▶ [WHAT IS REQUIRED]:
Quote the passage below on Venice and its MOSE project word for word, from "MOSE, as already" to "of the world.".

▶ [EXTRACTED TEXT]:
════════════════════
MOSE, as already mentioned, not only has cost $7 billion by now with 35 percent and two more years to go. Few if any mention is made of the estimated cost of annual maintenance of this behemoth: a mere $11.5 million. Of course, this will be eternal income to the interested parties. The project will be finished, but maintenance is forever.

Plenty of people would like to keep living here, if they could. But to the locals, it can seem like it's one of the great forgotten cities of the world.
But that isn’t the crux of the objections to its price tag. Simply put, it’s that money dedicated to MOSE is lost to anything else.
Stories which focus on the cost/disturbances inflicted by a few hours of water on the ground don’t tend to refer to the financial scorched earth the MOSE project has made of the quality of daily life for everybody everywhere in Venice, not just the shopkeepers around San Marco. Paying for this project, which might bring a temporary benefit to the city a couple of times a year, has deprived the city of the money required for numerous, more humble needs (schools, ambulances, restoration of monuments and private buildings, etc.).
Just about every facility or service which is important to city life, more important than the occasional need to put on the Wellies, has been cut in some way. The administrations’s constant cry “We have no money” tends not to explain why.
Environmental: When UNESCO designated Venice as a World Heritage Site in 1987, it specifically included the entire Venetian lagoon. It is the second-largest wetland in Europe (Europe has lost 2/3 of its wetlands in the last 100 years). It is vital area for plants, fish, and birds, some of which are already endangered. Every year some 200,000 birds winter, nest, or pause here in their twice-yearly migrations. One could make a reasonable case that the lagoon has a value which rivals that of Venice.
════════════════════
▶ [SUPPLIED INFORMATION]:
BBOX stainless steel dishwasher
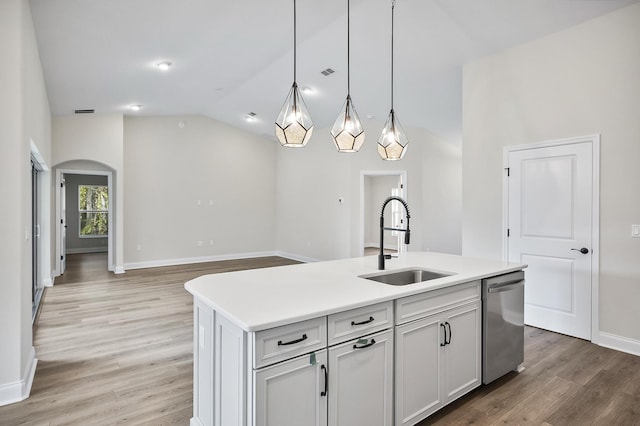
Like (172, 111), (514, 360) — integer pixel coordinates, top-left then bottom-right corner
(482, 271), (524, 384)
════════════════════
▶ [RESPONSE TO THE TASK]:
MOSE, as already mentioned, not only has cost $7 billion by now with 35 percent and two more years to go. Few if any mention is made of the estimated cost of annual maintenance of this behemoth: a mere $11.5 million. Of course, this will be eternal income to the interested parties. The project will be finished, but maintenance is forever.

Plenty of people would like to keep living here, if they could. But to the locals, it can seem like it's one of the great forgotten cities of the world.